Entries from an annotation dataset
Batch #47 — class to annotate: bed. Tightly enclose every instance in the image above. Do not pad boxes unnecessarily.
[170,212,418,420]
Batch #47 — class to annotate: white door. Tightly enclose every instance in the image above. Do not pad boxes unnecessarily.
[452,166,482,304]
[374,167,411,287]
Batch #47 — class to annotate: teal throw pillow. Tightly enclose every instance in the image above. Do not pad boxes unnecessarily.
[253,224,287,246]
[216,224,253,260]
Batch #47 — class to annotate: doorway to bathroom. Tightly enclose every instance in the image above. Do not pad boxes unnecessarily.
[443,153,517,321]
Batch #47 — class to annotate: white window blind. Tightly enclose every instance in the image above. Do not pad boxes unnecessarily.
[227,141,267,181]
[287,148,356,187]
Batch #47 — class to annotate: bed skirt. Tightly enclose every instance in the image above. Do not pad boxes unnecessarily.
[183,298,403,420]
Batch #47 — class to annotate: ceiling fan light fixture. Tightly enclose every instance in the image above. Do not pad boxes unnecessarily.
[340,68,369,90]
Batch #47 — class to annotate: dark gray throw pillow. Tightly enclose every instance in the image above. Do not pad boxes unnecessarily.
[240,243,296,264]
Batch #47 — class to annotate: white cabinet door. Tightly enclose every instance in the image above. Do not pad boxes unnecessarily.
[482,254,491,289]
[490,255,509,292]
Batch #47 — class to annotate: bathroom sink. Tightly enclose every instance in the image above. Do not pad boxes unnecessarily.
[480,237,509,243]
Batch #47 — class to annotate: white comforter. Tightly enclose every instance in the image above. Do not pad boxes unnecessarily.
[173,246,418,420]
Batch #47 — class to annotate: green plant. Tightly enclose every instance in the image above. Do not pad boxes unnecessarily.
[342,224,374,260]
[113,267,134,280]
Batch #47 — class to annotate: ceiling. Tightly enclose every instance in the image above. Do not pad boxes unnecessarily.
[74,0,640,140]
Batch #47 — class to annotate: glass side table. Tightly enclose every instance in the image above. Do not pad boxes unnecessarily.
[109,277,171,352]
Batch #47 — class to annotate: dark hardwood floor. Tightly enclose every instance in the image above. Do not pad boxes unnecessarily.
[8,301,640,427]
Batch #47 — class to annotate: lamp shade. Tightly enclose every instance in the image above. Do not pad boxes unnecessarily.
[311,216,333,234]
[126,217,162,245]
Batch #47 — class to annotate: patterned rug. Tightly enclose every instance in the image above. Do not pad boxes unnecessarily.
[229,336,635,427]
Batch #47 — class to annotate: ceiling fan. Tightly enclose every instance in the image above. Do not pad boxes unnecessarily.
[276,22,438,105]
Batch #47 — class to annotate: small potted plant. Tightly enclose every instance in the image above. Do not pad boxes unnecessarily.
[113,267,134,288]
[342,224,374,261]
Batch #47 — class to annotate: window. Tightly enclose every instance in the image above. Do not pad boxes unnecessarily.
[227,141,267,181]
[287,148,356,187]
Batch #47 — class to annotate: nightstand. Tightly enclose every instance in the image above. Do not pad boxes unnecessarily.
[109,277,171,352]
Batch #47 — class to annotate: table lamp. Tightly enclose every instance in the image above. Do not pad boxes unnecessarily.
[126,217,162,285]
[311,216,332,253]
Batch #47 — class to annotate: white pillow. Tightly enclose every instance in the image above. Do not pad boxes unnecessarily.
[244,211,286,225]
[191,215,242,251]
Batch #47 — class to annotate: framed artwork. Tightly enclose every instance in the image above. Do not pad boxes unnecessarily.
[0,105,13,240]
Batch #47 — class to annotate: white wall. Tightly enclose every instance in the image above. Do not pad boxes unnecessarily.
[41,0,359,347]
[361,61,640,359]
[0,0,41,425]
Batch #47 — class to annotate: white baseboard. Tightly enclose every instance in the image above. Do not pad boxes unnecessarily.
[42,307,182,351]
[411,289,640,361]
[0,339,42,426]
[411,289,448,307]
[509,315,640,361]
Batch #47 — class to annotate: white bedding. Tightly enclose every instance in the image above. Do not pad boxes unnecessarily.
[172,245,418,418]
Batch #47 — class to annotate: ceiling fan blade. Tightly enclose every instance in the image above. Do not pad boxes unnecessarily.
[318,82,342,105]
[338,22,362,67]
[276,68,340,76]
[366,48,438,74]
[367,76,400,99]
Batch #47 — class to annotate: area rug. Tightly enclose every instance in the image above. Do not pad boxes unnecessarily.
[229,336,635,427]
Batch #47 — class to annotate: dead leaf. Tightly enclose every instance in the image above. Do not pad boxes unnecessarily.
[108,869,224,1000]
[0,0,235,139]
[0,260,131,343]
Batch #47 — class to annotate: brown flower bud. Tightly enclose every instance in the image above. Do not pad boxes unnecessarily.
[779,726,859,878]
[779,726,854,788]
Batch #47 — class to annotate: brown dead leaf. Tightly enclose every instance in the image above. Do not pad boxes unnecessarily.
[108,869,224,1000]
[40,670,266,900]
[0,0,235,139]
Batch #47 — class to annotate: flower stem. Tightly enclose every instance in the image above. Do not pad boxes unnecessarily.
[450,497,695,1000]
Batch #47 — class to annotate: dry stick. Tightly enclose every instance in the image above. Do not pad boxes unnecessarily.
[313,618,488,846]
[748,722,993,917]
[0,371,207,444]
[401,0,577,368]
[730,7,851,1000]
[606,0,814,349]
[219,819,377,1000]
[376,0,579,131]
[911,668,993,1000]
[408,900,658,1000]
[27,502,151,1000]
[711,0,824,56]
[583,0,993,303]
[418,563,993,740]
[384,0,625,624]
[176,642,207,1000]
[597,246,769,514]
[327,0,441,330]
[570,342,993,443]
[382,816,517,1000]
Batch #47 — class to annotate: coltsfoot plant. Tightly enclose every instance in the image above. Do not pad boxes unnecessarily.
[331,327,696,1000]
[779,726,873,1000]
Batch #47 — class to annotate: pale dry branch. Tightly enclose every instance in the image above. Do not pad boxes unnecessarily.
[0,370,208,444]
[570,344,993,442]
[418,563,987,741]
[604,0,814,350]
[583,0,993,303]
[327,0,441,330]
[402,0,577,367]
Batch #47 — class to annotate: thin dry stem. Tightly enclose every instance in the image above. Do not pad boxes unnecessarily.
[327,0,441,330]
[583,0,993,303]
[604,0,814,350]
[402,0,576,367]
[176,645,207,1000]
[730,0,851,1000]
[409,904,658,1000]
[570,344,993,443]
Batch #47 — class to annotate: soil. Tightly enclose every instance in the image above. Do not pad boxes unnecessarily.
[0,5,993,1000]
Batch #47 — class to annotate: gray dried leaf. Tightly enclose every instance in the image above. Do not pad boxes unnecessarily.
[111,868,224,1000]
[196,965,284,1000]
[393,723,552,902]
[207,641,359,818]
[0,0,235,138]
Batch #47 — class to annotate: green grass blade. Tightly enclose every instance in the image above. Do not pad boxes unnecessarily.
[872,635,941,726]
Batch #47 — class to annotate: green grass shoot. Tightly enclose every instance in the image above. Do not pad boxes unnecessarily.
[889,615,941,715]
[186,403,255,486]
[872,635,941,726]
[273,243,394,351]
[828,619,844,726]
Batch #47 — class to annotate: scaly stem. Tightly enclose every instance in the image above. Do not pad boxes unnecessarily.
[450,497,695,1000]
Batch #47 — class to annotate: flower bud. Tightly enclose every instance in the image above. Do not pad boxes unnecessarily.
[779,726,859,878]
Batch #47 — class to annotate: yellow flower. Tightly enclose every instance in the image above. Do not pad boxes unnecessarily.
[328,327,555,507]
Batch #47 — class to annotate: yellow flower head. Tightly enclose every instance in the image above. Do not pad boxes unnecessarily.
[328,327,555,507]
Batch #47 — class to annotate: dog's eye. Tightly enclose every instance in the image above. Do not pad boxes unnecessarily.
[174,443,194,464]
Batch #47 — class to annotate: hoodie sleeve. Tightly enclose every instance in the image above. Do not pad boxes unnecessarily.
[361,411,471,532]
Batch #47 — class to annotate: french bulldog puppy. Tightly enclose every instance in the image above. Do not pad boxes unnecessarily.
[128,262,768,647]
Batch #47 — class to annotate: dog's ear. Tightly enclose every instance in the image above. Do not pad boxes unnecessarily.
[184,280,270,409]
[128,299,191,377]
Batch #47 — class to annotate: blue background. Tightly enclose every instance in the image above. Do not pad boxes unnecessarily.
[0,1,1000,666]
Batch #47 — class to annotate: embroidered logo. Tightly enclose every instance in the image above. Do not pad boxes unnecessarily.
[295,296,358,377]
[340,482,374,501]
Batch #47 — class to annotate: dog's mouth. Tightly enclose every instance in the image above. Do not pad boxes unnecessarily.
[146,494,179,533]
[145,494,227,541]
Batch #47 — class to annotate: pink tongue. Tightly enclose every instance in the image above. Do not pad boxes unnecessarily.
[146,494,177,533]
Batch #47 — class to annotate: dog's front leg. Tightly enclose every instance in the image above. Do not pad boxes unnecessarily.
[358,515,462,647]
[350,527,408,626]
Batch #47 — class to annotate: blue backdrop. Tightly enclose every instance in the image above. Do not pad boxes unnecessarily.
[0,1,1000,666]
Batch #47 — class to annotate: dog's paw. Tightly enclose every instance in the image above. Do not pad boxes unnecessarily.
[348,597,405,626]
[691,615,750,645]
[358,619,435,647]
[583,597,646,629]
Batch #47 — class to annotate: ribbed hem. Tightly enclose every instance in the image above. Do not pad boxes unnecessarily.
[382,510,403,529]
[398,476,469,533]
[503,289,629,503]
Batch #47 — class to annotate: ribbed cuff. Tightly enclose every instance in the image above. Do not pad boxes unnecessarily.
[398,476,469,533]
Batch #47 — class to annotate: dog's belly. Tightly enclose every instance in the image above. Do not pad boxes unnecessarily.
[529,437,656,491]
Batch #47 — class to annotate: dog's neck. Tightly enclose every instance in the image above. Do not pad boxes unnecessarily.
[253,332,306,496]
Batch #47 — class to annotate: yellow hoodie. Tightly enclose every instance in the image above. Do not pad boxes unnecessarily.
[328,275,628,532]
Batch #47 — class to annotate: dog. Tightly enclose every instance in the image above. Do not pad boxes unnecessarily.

**GIVEN TASK:** Reproduce the entries verbatim, starting at the line that contains "Batch #47 — class to annotate: dry" and ending at the line that contains "[402,0,577,367]", with both of those lines included.

**COMPLETED EXERCISE:**
Batch #47 — class to annotate: dry stick. Tightly enclose every instance in the image above. Do not pad boxes unnecessarily.
[313,618,488,846]
[748,722,993,917]
[0,371,207,444]
[401,0,577,368]
[730,7,851,1000]
[606,0,814,349]
[219,819,377,1000]
[376,0,579,131]
[911,668,993,1000]
[408,900,658,1000]
[27,502,151,1000]
[711,0,824,56]
[583,0,993,303]
[418,563,993,740]
[384,0,625,624]
[176,642,207,1000]
[597,246,769,514]
[327,0,441,330]
[570,342,993,443]
[382,816,517,1000]
Batch #47 — class to annotate: coltsfoot plant. Tightly enclose every instance in the image above. Do not pad boxes unnecessarily.
[331,327,696,1000]
[779,726,873,1000]
Batch #47 — class to annotate: pale dry branch. Tightly enclose every instance in the image above. Do not pad boxes unnecessarily.
[0,370,208,444]
[570,344,993,442]
[418,563,987,741]
[604,0,814,350]
[583,0,993,303]
[327,0,441,330]
[402,0,577,367]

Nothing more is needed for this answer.